## Selected excerpt
**********
6 XML Programming Best Practices

This chapter describes the best programming practices to use when creating Java applications that process XML data.

This chapter includes the following sections:

When to Use the DOM, SAX, and StAX APIs
Increasing Performance of XML Validation
When to Use XML Schemas or DTDs
Configuring External Entity Resolution for Maximum Performance
Using SAX InputSources
Improving Performance of Transformations

When to Use the DOM, SAX, and StAX APIs

You can parse an XML document with the DOM, SAX, or StAX APIs. This section describes the pros and cons of each API.

The DOM API is good for small documents, or those that contain under a thousand elements. Because DOM constructs a tree of your XML data, it is ideal for editing the structure of your XML document by adding or deleting elements.

The DOM API parses the entire XML document and converts it into a DOM tree before you can begin processing it. This cost might be beneficial if you know that you need to access the entire document. If you occasionally need to access only part of the XML document, the cost could decrease the performance of your application with no added benefit. In this case the SAX or StAX API is preferable.

The SAX API is the most lightweight of the APIs. It is ideal for parsing shallow documents (documents that do not contain much nesting of elements) with unique element names. SAX uses a callback structure; this means that programmers handle parsing events as the API is reading an XML document, which is a relatively efficient and quick way to parse.
**********
## What you will do
1 – According to the XML best-practices text, why is the SAX or StAX API preferable to DOM when an application only occasionally needs part of an XML document? Answer in one to three sentences.
2 – Pick up the XML best-practices text after its last sentence and keep writing.
The lines after this point come from a separate source.

## Provided information
**********
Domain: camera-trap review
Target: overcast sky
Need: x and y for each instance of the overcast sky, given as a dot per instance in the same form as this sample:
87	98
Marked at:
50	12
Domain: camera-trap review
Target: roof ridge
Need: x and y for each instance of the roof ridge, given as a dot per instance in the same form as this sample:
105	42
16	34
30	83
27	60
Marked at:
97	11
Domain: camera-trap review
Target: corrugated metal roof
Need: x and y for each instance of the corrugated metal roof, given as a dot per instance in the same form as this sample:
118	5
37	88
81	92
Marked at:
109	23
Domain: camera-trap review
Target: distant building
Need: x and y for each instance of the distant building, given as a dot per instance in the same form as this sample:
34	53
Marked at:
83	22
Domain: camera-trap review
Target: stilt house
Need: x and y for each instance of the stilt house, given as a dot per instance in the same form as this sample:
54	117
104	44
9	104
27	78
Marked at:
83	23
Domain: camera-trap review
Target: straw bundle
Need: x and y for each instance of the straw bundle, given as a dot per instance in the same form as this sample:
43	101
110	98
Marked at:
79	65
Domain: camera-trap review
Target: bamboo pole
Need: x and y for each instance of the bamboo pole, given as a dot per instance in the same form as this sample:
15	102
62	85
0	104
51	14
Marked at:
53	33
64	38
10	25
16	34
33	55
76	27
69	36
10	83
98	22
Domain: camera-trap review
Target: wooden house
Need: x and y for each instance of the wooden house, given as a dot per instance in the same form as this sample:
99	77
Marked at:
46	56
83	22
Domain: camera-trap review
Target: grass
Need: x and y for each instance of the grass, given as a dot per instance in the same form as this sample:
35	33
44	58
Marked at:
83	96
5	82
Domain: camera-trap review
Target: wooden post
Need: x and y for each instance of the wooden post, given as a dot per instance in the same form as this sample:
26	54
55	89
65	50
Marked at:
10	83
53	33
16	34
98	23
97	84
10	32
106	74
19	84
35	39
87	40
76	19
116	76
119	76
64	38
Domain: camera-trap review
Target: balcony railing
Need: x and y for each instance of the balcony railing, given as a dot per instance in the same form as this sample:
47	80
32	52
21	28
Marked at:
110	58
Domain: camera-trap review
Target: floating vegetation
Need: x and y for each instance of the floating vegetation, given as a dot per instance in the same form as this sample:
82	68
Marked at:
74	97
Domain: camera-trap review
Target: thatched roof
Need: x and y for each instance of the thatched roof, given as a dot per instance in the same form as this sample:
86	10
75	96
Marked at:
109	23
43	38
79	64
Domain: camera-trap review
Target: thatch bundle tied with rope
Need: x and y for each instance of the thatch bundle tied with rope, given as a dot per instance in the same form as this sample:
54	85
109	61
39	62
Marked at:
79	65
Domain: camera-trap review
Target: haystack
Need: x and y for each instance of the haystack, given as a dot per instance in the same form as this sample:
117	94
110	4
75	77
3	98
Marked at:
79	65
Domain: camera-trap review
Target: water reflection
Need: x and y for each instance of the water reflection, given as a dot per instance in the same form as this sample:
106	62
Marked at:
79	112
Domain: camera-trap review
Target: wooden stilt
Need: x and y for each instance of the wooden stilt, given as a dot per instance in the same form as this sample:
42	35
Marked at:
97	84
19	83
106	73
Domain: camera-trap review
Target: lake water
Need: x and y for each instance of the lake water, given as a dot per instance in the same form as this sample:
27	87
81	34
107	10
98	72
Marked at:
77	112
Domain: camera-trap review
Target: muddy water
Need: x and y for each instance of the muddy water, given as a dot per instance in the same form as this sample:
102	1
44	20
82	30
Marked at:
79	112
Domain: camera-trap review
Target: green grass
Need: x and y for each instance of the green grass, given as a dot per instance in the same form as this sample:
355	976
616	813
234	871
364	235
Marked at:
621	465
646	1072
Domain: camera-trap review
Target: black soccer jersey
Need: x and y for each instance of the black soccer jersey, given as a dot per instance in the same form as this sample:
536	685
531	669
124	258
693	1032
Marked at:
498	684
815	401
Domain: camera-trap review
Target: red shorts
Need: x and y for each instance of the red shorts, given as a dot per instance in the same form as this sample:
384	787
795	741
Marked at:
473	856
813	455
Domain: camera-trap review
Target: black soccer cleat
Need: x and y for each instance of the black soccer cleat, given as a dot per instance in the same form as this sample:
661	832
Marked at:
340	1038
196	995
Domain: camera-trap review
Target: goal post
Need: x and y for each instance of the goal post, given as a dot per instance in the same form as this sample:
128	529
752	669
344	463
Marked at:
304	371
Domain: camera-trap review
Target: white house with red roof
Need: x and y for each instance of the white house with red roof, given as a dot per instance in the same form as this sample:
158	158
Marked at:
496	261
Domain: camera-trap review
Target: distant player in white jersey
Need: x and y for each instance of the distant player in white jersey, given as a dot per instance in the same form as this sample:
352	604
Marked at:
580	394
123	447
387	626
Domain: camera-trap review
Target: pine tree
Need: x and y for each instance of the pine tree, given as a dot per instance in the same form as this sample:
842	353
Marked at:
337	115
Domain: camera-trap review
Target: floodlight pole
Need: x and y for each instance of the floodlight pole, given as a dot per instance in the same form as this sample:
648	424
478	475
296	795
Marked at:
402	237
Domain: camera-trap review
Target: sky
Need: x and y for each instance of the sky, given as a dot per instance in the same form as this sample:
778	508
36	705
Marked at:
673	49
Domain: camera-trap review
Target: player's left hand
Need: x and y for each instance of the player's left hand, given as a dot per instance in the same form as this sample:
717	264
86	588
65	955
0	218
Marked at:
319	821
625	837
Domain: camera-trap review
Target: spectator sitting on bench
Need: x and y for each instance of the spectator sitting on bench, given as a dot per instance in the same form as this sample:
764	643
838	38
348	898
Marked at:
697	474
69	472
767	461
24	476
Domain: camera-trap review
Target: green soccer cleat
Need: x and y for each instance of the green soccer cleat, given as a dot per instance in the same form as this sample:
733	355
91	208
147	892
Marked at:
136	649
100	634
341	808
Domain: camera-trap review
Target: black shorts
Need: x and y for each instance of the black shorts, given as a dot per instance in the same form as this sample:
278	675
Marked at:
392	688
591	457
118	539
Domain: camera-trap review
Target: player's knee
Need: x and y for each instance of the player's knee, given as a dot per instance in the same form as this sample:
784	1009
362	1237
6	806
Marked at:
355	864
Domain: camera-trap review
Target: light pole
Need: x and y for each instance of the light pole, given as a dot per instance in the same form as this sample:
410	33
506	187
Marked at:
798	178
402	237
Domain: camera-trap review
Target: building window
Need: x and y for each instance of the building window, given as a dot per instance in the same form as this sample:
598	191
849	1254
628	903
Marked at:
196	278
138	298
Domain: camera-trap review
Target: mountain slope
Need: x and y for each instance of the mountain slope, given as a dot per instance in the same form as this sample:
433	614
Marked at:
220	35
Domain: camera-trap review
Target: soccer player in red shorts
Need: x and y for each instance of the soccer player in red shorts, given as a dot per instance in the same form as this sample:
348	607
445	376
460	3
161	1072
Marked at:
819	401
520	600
**********
## Set of answers
1 – The DOM API parses the entire XML document and converts it into a DOM tree before any processing can begin. When only part of the document is needed now and then, that cost can lower the application's performance without any added benefit.

2 –
However, the callback nature of SAX also means that it is not the best API to use if you want to modify the structure of your XML data. Additionally, programming your application to handle callbacks is not always straight-forward and intuitive.

The StAX API is based on SAX, so all the reasons for using SAX also apply to the StAX API. In addition, the StAX API is more intuitive to use than SAX, because programmers ask for events rather than react to them as they happen. The StAX API is also best if you plan to pass the entire XML document as a parameter; it is easier to pass an input stream than it is to pass SAX events. Finally, the StAX API was designed to be used when binding XML data to Java objects.

Increasing Performance of XML Validation

If the performance of your XML application decreases due to a parser validation issue, and you need to validate your XML documents, you might improve the performance of your application by writing your own customized code that validates the data as it is being received or parsed, rather than using the setValidating() method of the DocumentBuilderFactory or SaxParserFactory.

When you turn on validation while parsing an XML document with SAX or DOM, the parser might do more validation of the document than you really need, thus decreasing the overall performance of the application. Instead, consider choosing certain points during the parsing of the document when you want to check that the XML document is valid, and add your own Java code at those points.

For example, assume you are writing an application that uses the WebLogic XML Streaming API to processes an XML purchase order. Because you know that the first element of the document should be <purchase_order>, you can quickly verify that the document appears to be valid by pulling the first element off the stream and checking its name. This check does not ensure that the entire XML document is valid, of course, but you can continue checking for known elements as you pull elements from the stream. These quick checks are much faster than using the standard setValidating() methods.

When to Use XML Schemas or DTDs

There are two ways to describe the structure of an XML document: DTDs and XML Schemas.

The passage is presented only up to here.